Point annotation records
* START *

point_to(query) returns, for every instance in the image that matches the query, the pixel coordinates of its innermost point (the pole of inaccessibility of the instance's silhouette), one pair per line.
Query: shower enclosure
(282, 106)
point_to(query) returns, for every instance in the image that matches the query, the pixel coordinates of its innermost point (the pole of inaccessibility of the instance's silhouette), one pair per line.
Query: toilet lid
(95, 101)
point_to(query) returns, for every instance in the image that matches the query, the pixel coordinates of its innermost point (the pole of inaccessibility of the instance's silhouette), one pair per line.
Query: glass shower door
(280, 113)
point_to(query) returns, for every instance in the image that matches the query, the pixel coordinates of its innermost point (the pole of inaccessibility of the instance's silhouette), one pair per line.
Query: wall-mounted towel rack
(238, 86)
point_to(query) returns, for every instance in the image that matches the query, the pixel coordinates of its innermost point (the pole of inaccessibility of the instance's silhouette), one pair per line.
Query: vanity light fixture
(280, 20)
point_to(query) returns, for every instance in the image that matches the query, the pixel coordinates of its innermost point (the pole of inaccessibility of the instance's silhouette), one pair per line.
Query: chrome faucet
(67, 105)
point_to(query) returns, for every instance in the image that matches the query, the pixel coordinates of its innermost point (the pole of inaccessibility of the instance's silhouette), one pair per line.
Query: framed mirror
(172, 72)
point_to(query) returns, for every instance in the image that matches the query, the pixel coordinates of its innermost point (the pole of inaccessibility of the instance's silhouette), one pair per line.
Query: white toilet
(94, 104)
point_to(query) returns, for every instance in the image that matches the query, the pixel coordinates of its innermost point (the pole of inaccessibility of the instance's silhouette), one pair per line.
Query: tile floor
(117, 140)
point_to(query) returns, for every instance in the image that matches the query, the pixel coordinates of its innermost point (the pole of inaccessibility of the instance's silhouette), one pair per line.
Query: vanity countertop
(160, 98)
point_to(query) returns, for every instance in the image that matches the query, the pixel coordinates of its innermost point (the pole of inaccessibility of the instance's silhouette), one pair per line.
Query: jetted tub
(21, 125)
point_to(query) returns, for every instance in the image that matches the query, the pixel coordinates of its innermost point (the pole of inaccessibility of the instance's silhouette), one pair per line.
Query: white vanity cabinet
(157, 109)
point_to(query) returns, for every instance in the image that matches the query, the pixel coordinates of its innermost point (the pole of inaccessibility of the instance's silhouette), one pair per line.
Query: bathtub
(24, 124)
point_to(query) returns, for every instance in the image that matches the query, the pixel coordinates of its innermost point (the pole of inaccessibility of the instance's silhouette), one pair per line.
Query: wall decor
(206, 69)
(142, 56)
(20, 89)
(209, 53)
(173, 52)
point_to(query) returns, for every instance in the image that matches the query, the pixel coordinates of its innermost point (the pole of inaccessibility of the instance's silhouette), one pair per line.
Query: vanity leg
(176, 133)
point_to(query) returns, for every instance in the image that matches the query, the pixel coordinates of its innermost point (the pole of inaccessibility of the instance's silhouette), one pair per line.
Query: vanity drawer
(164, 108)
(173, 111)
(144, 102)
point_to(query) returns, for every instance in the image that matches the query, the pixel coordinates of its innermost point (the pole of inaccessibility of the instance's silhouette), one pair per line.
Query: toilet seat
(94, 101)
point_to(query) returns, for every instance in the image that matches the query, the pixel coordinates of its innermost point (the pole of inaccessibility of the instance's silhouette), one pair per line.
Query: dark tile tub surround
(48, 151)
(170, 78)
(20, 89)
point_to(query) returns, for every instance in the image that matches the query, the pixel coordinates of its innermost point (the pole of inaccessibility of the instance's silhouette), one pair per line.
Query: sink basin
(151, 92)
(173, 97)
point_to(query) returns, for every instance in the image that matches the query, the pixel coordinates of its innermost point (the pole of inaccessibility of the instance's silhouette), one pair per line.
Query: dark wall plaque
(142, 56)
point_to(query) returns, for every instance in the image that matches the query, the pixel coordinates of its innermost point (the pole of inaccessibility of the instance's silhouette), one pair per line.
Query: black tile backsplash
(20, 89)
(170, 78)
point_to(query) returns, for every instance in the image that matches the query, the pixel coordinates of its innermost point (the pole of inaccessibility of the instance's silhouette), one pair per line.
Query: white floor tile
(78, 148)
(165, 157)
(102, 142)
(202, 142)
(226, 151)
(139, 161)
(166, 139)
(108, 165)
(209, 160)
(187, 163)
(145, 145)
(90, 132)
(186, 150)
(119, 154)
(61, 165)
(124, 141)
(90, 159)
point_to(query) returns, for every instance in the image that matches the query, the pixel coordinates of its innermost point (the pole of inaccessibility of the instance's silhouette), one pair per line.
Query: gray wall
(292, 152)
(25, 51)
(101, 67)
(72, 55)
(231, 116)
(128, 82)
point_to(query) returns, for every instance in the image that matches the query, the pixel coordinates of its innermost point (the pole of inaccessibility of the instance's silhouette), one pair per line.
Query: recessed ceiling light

* END *

■ Requirements: Please reproduce all of the entries exactly as they stand.

■ Answer for the task:
point_to(query) returns, for every instance in the image that matches the query, the pixel coordinates of its innermost point (the pole of inaccessibility of the instance's silhouette), one pair per line.
Query: shower enclosure
(282, 106)
point_to(query) returns, for every instance in the image that matches the query, the pixel coordinates of its innermost point (the pole of inaccessibility of the instance's silhouette), one pair per line.
Query: toilet lid
(95, 101)
point_to(query) returns, for every instance in the image that matches the query, the pixel coordinates of its innermost point (the pole of inaccessibility of the instance's silhouette), one pair per line.
Query: glass shower door
(280, 113)
point_to(query) returns, for every instance in the image that matches the query, the pixel coordinates of its innermost point (the pole of inaccessibility of the instance's silhouette), one pair per line.
Query: wall-mounted towel rack
(238, 86)
point_to(query) returns, for every instance in the image that matches the query, the pixel coordinates of its innermost point (the pole of inaccessibility of the instance's silhouette), one pair per line.
Query: vanity light fixture
(280, 20)
point_to(query) returns, for every instance in the image that matches the query, the pixel coordinates of its innermost point (the pole of inaccessibility of the instance's silhouette), one pair per line.
Query: chrome faucet
(67, 105)
point_to(query) returns, for every instance in the image that matches the query, the pixel coordinates of its innermost point (the pole of inaccessibility of the instance's silhouette), one pair per line.
Query: framed mirror
(172, 72)
point_to(query) returns, for every instance in the image that matches the query, the pixel coordinates of its innermost point (the pole of inaccessibility of the instance's silhouette), one pair per line.
Query: white toilet
(94, 104)
point_to(query) returns, for every instance in the image that matches the query, the pixel coordinates of its innermost point (the pole of inaccessibility of the instance's silhouette), one pair per line.
Query: tile floor
(117, 140)
point_to(query) returns, for every instance in the image that matches the query, the pixel coordinates of its innermost point (the pole of inaccessibility of the instance's silhouette), one pair per line.
Query: vanity countertop
(160, 98)
point_to(query) returns, for every instance in the image that matches the query, the pixel coordinates of its innermost point (the pole of inaccessibility of the instance's silhouette), one pair per line.
Query: jetted tub
(21, 125)
point_to(query) returns, for every instance in the image that matches the query, the pixel coordinates of its innermost point (the pole of inaccessibility of the instance's silhouette), one pair per line.
Query: white vanity cabinet
(157, 109)
point_to(query) returns, for every instance in the image that matches the query, the pixel coordinates of its innermost point (the pole of inaccessibility of the instance's silhouette), one pair per line.
Query: bathtub
(24, 124)
point_to(query) returns, for every instance in the image that matches the query, the pixel coordinates of its innermost point (the pole of inaccessibility of the instance's silhouette), one pair per line.
Query: wall decor
(206, 69)
(142, 56)
(20, 89)
(209, 53)
(173, 52)
point_to(query) returns, for every instance in the image that matches the query, the pixel coordinates of its innermost point (the pole of inaccessibility of the instance's silhouette), one pair per line.
Query: vanity leg
(176, 133)
point_to(query) returns, for every instance in the image that matches the query, the pixel coordinates of its innermost point (the pole of inaccessibility of the instance's silhouette), one pair per line.
Query: vanity drawer
(164, 108)
(173, 111)
(144, 102)
point_to(query) returns, for every instance in the image that matches the query, the pixel coordinates of its innermost point (the pole of inaccessibility of the instance's silhouette), one pair per line.
Query: toilet seat
(94, 101)
point_to(query) returns, for every instance in the image that matches the query, the pixel coordinates of its innermost point (the pole of inaccessibility of the instance's silhouette), one pair per line.
Query: dark tile tub surround
(48, 151)
(170, 78)
(20, 89)
point_to(query) returns, for every instance in the image that matches the query, the pixel coordinates of its innermost point (the pole of inaccessibility of the instance's silhouette), one pair per line.
Query: sink basin
(151, 92)
(173, 97)
point_to(query) returns, for every instance in the image that matches the query, the pixel coordinates of its innermost point (the pole of inaccessibility of the instance's silhouette), one pair per line.
Query: dark wall plaque
(142, 56)
point_to(query) returns, for every instance in the image that matches the query, the pixel coordinates of its innermost point (the pole of inaccessibility of the instance's silhouette), one pair per line.
Query: black tile backsplash
(20, 89)
(170, 78)
point_to(query) returns, for every instance in the image that matches the query, the pixel coordinates of its innermost point (the pole of inaccessibility of the instance's silhouette), one pair per line.
Query: white floor tile
(78, 148)
(165, 157)
(102, 142)
(202, 142)
(226, 151)
(139, 161)
(166, 139)
(108, 165)
(209, 160)
(187, 163)
(145, 145)
(90, 132)
(186, 150)
(119, 154)
(61, 165)
(124, 141)
(90, 159)
point_to(query) returns, for every instance in the image that matches the query, the pixel coordinates of its innermost point (the pole of inaccessibility of the instance's silhouette), one pair per line.
Query: gray wall
(292, 152)
(25, 51)
(101, 67)
(72, 55)
(231, 116)
(128, 82)
point_to(query) returns, for every instance in the image that matches the query, the pixel coordinates of its innermost point (the pole of inaccessibility of the instance's silhouette), one pair per line.
Query: recessed ceiling light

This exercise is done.